- Your goal
Copy the lines in the items below word for word, starting at the line that contains "Object = mask forehead design" and ending at the last line of the items.

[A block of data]
** START **

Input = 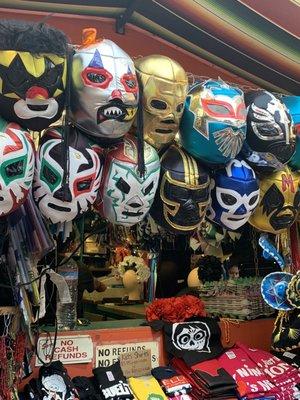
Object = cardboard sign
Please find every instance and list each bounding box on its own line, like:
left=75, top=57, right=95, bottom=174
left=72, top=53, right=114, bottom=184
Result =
left=95, top=341, right=159, bottom=368
left=120, top=349, right=152, bottom=378
left=35, top=335, right=94, bottom=366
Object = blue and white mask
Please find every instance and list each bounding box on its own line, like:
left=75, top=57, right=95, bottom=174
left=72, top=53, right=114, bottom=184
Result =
left=207, top=159, right=259, bottom=231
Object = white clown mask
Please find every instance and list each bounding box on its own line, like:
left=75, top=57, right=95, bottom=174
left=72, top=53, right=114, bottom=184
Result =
left=34, top=130, right=102, bottom=224
left=96, top=137, right=160, bottom=226
left=72, top=31, right=139, bottom=140
left=0, top=119, right=34, bottom=217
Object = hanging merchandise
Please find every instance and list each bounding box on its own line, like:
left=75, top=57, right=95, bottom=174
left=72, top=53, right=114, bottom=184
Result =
left=95, top=136, right=160, bottom=226
left=249, top=166, right=300, bottom=234
left=180, top=80, right=246, bottom=165
left=261, top=272, right=294, bottom=311
left=245, top=90, right=295, bottom=164
left=0, top=20, right=67, bottom=131
left=0, top=118, right=34, bottom=217
left=33, top=128, right=102, bottom=224
left=150, top=145, right=210, bottom=234
left=71, top=28, right=139, bottom=142
left=135, top=55, right=188, bottom=150
left=207, top=159, right=259, bottom=231
left=282, top=96, right=300, bottom=170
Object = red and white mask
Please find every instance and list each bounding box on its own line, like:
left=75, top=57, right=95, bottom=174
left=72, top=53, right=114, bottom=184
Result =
left=71, top=30, right=139, bottom=140
left=34, top=130, right=102, bottom=224
left=0, top=119, right=34, bottom=217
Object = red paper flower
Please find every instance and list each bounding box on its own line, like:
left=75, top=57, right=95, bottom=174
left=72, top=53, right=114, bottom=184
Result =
left=146, top=295, right=206, bottom=323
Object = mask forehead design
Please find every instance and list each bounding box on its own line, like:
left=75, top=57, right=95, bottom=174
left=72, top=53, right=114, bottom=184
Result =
left=0, top=119, right=34, bottom=216
left=245, top=90, right=295, bottom=164
left=72, top=39, right=138, bottom=139
left=249, top=167, right=300, bottom=233
left=96, top=137, right=160, bottom=226
left=180, top=80, right=246, bottom=164
left=135, top=55, right=188, bottom=149
left=151, top=145, right=210, bottom=234
left=34, top=130, right=102, bottom=223
left=207, top=159, right=259, bottom=230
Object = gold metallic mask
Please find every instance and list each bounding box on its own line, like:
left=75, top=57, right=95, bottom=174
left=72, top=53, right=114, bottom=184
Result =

** END **

- Solution
Object = mask forehead design
Please find every instance and list each bounding box on its own line, like:
left=75, top=57, right=95, bottom=174
left=72, top=53, right=114, bottom=184
Result =
left=0, top=119, right=34, bottom=216
left=245, top=90, right=295, bottom=164
left=72, top=39, right=138, bottom=139
left=249, top=167, right=300, bottom=233
left=96, top=137, right=160, bottom=226
left=180, top=80, right=246, bottom=164
left=135, top=55, right=188, bottom=149
left=151, top=145, right=210, bottom=234
left=34, top=130, right=102, bottom=223
left=207, top=159, right=259, bottom=230
Object = gold metallic mask
Please find every instance and list each bounding box on its own line, like:
left=75, top=57, right=95, bottom=174
left=72, top=53, right=114, bottom=184
Result =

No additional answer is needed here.